> **EXCERPT TO READ**
Chloride is unique amongst the plant elements. Although it is widely held that chloride is a micronutrient it can accumulate in plants to macronutrient levels without the plant incurring a penalty. Its been an area of research that has been relatively neglected until recently but research into chloride transport has taken off over the last few years. For instance, there have a number of papers from several groups in the last 12 months that have given us insights into the roles of chloride and how its transport to the shoots is controlled. Highlights include:
- The identification of the first protein (NPF2.4) that directly controls transfer of chloride from the root to the xylem – the rate limiting step in shoot accumulation of chloride (our paper in Plant Physiology)
- The identification of a second protein that controls transfer of chloride to the shoot (SLAH1) (our paper in J Exp Botany)
- The finding that SLAH1 interacts with SLAH3 to selectively gate chloride and nitrate transfer into the xylem (from the groups of Hedrich & Colmenero-Flores)
- Chloride can take on ‘macronutrient-like’ roles in plants, aiding biomass production (from the Colmenero-Flores group)
- More insights into the role of the cation chloride co-transporter protein in plants (from our group in Arabidopsis and JF Ma’s group for rice)
Looks like the this subject is primed for making some rapid progress over the next few years.

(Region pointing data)
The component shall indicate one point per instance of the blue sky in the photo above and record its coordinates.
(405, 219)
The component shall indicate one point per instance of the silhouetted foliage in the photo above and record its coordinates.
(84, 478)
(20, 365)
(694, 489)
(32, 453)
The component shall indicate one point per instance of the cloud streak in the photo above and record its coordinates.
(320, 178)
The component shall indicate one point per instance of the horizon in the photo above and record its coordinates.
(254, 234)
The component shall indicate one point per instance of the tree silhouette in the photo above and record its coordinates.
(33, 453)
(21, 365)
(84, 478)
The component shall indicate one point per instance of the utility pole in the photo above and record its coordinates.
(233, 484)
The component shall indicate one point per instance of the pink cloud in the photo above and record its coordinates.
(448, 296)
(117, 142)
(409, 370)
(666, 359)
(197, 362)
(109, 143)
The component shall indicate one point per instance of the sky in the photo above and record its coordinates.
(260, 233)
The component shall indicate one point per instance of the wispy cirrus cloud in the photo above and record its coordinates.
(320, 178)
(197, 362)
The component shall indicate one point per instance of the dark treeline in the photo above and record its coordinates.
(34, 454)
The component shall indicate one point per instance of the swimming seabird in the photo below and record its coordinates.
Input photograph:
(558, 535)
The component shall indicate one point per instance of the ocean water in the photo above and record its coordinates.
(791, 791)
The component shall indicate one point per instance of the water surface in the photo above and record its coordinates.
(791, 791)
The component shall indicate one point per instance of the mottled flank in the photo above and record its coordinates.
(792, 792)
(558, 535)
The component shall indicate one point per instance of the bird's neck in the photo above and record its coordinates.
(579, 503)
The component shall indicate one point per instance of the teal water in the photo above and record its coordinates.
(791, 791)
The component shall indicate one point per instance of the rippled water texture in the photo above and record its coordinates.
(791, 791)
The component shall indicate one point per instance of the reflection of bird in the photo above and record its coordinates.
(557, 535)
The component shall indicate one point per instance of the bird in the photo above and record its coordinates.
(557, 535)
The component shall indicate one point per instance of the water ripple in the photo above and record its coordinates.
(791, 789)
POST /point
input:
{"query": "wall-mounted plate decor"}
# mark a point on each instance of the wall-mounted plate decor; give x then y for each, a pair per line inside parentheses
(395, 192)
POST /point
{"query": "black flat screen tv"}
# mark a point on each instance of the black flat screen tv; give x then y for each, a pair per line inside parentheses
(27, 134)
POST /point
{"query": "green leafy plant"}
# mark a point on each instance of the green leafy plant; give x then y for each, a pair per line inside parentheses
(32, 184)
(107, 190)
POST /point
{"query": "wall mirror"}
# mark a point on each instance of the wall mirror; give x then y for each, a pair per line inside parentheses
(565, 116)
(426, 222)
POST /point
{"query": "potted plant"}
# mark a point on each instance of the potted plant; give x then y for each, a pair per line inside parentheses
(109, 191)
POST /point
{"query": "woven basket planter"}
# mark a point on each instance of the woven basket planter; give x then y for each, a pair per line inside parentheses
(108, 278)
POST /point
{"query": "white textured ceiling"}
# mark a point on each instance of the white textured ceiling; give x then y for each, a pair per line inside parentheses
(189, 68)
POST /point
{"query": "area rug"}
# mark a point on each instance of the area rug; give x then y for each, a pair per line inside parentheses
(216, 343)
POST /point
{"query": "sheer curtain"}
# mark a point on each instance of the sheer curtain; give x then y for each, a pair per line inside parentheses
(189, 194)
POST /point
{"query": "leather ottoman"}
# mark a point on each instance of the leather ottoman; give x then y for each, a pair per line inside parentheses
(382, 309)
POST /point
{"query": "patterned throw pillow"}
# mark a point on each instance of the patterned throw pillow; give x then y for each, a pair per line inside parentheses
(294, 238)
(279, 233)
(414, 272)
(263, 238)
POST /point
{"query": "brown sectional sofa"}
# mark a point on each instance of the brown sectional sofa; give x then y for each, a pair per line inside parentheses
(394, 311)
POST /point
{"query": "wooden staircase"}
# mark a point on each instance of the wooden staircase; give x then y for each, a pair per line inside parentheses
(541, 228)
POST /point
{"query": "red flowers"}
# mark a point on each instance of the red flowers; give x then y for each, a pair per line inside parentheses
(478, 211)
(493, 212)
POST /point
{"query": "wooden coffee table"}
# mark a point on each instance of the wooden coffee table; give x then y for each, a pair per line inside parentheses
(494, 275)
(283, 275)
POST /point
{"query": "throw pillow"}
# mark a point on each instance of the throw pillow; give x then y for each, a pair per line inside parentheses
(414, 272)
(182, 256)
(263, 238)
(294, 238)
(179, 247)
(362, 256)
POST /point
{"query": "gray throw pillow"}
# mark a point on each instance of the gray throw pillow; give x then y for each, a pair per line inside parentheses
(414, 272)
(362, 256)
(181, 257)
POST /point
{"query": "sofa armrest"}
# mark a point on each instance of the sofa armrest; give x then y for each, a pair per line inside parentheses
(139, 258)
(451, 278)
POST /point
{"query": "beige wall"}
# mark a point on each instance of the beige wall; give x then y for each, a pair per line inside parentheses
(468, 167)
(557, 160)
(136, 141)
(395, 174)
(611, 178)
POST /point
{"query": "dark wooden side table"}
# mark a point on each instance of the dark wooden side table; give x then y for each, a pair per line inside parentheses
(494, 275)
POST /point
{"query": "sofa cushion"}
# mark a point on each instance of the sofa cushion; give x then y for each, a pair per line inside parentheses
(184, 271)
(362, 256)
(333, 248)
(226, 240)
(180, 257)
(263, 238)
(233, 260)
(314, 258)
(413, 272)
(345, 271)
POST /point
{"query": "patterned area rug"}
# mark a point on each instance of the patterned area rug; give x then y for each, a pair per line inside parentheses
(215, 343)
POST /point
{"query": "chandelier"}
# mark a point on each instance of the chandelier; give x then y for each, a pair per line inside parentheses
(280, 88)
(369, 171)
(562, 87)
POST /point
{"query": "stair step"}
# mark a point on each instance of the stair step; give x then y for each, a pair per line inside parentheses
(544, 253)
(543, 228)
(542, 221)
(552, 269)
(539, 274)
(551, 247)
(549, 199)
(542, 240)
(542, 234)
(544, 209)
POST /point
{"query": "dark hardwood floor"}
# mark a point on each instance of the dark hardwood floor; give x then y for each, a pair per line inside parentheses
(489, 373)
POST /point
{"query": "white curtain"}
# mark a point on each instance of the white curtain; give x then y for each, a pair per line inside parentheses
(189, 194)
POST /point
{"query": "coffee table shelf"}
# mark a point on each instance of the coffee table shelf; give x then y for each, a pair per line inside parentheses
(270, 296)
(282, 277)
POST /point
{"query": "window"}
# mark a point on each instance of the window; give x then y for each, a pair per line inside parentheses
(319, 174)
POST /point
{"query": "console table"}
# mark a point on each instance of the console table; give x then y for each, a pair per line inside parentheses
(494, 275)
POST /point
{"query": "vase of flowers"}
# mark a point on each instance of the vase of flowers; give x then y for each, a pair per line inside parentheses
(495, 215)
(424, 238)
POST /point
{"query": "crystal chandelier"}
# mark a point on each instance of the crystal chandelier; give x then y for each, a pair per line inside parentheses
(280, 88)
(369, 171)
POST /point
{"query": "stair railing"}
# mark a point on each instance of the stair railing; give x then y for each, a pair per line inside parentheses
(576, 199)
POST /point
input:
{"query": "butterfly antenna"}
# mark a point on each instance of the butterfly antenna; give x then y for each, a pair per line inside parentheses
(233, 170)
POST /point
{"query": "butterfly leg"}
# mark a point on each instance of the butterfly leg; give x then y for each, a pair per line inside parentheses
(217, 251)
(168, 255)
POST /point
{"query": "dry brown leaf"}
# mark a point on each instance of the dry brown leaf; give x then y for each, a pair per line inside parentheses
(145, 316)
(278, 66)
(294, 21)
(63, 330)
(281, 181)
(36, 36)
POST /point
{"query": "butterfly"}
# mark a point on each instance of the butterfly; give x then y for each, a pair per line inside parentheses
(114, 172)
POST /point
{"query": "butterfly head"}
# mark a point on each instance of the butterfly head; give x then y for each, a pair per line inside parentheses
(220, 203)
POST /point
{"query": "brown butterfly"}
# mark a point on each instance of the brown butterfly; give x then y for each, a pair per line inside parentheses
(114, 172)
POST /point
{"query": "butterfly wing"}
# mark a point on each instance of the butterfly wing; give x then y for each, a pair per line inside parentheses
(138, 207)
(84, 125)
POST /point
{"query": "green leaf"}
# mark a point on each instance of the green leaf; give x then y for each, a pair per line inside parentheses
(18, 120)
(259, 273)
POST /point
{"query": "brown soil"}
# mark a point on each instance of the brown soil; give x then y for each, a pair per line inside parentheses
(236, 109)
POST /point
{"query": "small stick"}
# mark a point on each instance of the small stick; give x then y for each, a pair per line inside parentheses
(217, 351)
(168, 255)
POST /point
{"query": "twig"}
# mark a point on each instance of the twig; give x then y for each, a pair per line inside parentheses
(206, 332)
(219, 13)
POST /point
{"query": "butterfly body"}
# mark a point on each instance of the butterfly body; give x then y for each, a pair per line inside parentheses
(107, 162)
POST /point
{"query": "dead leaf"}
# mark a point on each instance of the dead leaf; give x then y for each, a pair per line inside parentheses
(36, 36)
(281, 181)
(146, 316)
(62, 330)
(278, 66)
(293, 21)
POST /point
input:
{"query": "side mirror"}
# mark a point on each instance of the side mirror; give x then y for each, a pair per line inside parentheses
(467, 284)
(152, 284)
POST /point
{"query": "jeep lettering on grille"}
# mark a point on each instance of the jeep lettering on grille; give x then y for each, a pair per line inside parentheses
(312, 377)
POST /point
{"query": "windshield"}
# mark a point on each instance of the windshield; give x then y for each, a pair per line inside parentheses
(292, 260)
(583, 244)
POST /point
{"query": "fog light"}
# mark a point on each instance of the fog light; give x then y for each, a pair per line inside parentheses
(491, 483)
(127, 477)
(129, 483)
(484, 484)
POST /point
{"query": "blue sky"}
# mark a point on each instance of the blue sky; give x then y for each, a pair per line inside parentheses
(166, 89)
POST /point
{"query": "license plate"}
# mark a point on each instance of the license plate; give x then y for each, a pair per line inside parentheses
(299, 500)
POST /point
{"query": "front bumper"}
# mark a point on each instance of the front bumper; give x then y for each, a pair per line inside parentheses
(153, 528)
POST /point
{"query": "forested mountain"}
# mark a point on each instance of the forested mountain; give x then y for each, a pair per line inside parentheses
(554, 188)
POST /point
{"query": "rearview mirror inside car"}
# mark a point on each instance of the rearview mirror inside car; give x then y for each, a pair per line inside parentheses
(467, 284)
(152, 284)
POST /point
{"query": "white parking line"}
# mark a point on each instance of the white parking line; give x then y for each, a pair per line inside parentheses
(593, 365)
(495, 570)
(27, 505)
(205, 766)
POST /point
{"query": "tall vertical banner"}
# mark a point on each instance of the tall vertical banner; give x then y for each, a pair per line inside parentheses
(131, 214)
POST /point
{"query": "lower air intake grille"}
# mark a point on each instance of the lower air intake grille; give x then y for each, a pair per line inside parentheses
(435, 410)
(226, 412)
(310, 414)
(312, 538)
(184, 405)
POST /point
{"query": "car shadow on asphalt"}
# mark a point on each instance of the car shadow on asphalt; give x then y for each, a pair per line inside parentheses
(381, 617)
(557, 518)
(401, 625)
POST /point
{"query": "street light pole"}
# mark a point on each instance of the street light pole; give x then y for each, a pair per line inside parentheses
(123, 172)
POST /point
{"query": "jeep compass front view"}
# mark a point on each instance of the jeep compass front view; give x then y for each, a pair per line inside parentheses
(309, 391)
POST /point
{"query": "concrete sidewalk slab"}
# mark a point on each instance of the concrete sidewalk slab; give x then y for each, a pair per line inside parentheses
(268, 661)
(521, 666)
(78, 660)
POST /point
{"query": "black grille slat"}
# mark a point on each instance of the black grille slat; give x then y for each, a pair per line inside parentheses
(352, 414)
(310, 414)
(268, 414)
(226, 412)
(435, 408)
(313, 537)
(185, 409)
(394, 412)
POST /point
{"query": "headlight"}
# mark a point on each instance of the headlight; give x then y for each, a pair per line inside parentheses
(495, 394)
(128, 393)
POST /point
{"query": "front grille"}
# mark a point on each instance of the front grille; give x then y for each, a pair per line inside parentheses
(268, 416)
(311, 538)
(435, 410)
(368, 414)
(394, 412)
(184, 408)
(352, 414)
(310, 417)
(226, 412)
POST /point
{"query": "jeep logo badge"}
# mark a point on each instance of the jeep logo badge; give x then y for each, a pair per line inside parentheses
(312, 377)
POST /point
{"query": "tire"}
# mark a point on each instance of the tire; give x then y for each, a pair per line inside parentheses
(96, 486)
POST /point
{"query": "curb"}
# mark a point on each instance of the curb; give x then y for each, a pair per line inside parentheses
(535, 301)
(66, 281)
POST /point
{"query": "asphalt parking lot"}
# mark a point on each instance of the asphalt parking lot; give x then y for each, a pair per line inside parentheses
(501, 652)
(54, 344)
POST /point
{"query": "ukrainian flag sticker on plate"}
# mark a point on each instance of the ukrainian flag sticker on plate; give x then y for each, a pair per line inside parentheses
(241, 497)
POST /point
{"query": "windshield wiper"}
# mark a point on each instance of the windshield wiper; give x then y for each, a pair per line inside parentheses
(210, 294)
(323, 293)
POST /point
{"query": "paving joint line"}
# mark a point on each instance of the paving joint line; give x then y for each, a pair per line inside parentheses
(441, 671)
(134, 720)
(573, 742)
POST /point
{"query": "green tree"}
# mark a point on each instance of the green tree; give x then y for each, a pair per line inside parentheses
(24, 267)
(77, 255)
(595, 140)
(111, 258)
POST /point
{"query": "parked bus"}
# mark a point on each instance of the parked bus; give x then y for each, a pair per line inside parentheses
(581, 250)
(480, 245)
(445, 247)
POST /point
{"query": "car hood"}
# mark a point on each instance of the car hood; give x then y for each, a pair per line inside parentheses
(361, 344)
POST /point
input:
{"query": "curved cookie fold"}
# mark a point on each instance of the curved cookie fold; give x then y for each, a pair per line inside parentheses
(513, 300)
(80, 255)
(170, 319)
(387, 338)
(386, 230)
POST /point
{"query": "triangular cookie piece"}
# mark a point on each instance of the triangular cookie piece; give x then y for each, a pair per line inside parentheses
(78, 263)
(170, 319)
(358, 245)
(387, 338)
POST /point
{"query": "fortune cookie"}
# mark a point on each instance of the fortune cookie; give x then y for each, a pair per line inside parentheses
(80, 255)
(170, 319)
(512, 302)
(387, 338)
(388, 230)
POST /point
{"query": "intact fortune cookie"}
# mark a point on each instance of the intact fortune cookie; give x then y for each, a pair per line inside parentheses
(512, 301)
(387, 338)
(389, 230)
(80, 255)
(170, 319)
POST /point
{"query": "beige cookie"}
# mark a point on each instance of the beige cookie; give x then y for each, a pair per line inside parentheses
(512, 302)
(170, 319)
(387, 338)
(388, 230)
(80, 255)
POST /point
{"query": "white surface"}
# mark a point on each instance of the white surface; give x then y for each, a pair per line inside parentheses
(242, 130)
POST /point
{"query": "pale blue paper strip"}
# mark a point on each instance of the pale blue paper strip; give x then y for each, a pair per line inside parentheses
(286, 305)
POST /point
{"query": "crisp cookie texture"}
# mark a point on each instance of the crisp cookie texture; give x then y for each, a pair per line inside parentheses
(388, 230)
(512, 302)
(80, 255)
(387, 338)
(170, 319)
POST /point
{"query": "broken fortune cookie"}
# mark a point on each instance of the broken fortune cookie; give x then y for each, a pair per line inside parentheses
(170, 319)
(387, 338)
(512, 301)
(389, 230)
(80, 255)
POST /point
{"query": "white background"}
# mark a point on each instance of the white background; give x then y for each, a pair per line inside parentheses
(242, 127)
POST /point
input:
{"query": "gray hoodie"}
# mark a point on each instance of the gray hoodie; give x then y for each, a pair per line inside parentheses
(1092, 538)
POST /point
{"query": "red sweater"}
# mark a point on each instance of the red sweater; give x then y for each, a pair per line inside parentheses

> **TASK INSTRUCTIONS**
a) Rewrite the paragraph of the text on plant chloride that begins "Chloride is unique amongst the plant elements" in a shorter form, keeping its main facts.
b) Copy out the passage of the text on plant chloride between "- The finding" and "next few years.", inclusive.

> **TASK RESULTS**
a) Chloride is unique among plant elements. It is widely considered a micronutrient, yet plants can accumulate it to macronutrient levels without penalty. Long relatively neglected, research into chloride transport has taken off in the last few years. In the past 12 months, papers from several groups have shed light on chloride's roles and on how its transport to the shoots is controlled.

b)
- The finding that SLAH1 interacts with SLAH3 to selectively gate chloride and nitrate transfer into the xylem (from the groups of Hedrich & Colmenero-Flores)
- Chloride can take on ‘macronutrient-like’ roles in plants, aiding biomass production (from the Colmenero-Flores group)
- More insights into the role of the cation chloride co-transporter protein in plants (from our group in Arabidopsis and JF Ma’s group for rice)
Looks like the this subject is primed for making some rapid progress over the next few years.